*Document excerpt*
****************************************
Martin took his conspiracy theories to Dick White, the Chief of the SIS. White refused to believe Hollis was a Soviet spy but agreed to contact him about his suspicions concerning Mitchell. On 7th March 1963, Martin attended a meeting with Hollis. Martin later recalled that while explaining his theory that Mitchell was a Soviet agent, Hollis reacted in a strange way: "He (Hollis) sat hunched up at his desk, his face drained of colour and with a strange half-smile playing on his lips. I had framed my explanation so that it led to the conclusion that Graham Mitchell was in my mind, the most likely suspect... I had expected that my theory would at least be challenged but it received no comment other than I had been right to voice it and he would think it over." (11)

Graham Mitchell - Soviet Spy?

On 13th March 1963 Arthur Martin was told that he could make "discreet enquiries" into Mitchell's background, which he was to report to Martin Furnival Jones. As Chapman Pincher pointed out: "It had been decided, in order to dispose of the case against Mitchell one way or the other and as quickly as possible, he should be given the full technical treatment. A mirror in his office was removed and made see-through by resilvering so that a television camera could be hidden behind it, the object being to allow the investigators to see if Mitchell was in the habit of copying secret documents." (12)

Peter Wright was one of those involved in the surveillance operation. "I treated his ink blotter with secret-writing material, and every night it was developed, so that we could check on everything he wrote. But there was nothing beyond the papers he worked on normally... I asked him (Hollis) for his consent to pick the locks of two of the drawers which were locked. He agreed and I brought the lockpicking tools the next day, and we inspected the insides of the two drawers. They were both empty, but one caught my attention. In the dust were four small marks, as if an object had been very recently dragged out of the drawer." This made Wright suspicious of Hollis: "Only Hollis and I knew I was going to open the drawer and something has definitely been moved... Why not Mitchell? Because he didn't know. Only Hollis knew." (13)
****************************************
*Listed entries*
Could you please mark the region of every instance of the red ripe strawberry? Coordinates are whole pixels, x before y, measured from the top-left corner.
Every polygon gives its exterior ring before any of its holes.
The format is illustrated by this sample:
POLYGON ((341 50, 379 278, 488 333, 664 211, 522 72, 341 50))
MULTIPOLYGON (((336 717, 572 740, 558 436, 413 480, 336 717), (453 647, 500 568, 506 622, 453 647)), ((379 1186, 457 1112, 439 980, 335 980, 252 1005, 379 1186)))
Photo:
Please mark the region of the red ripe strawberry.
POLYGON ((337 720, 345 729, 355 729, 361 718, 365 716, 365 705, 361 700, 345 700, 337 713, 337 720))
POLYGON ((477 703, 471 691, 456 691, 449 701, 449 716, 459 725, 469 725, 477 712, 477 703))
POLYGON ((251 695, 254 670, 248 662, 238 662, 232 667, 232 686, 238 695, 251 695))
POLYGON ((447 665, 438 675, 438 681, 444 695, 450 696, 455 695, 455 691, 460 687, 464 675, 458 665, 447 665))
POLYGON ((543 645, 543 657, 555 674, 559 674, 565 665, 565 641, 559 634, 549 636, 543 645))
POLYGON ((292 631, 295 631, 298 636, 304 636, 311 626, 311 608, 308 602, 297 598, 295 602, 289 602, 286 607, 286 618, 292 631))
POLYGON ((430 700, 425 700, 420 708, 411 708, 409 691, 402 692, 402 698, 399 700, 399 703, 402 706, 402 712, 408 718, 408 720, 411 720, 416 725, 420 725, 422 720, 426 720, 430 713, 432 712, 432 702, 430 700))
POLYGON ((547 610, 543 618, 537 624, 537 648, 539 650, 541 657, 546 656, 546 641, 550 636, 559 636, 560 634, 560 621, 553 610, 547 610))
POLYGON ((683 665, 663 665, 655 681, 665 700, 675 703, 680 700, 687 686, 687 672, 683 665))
****************************************
*Requests*
1. List each person named in the passage on the Mitchell investigation, giving the fullest form of the name that appears there.
2. Reproduce word for word the part of the passage on the Mitchell investigation that runs from "Martin took his" to "- Soviet Spy?".
3. Carry on the passage on the Mitchell investigation from the point where it stops.

*Set of answers*
1.
Arthur Martin
Dick White
Hollis
Graham Mitchell
Martin Furnival Jones
Chapman Pincher
Peter Wright

2.
Martin took his conspiracy theories to Dick White, the Chief of the SIS. White refused to believe Hollis was a Soviet spy but agreed to contact him about his suspicions concerning Mitchell. On 7th March 1963, Martin attended a meeting with Hollis. Martin later recalled that while explaining his theory that Mitchell was a Soviet agent, Hollis reacted in a strange way: "He (Hollis) sat hunched up at his desk, his face drained of colour and with a strange half-smile playing on his lips. I had framed my explanation so that it led to the conclusion that Graham Mitchell was in my mind, the most likely suspect... I had expected that my theory would at least be challenged but it received no comment other than I had been right to voice it and he would think it over." (11)

Graham Mitchell - Soviet Spy?

3.
However, Martin began to suspect that Mitchell had been told he was under investigation. "He wandered about in parks, repeatedly turning around as though to check that he was not being followed. In the street, he would peer into shop windows, looking for the reflections of passers-by. He also wore tinted spectacles, which might enable him, from the reflections, to see anyone who might be on his trail. The 'candid camera' in his office revealed that whenever he was alone, his face looked tortured as though he were in deep despair." (14)

The investigation was unable to find any conclusive evidence that Mitchell was a Soviet spy. Hollis wanted to keep the investigation secret. However, Dick White, the head of the SIS, pointed out that this would break the Anglo-American agreement on security. White told the prime minister, Harold Macmillan, and he was forced to tell President John F. Kennedy. Hollis was sent to Washington to have a meeting with J. Edgar Hoover of the FBI and John McCone and James Jesus Angleton, of the FBI. Hollis told them that "I have come to tell you that I have reason to suspect that one of my most senior officers, Graham Mitchell, has been a long-term agent of the Soviet Union." (15)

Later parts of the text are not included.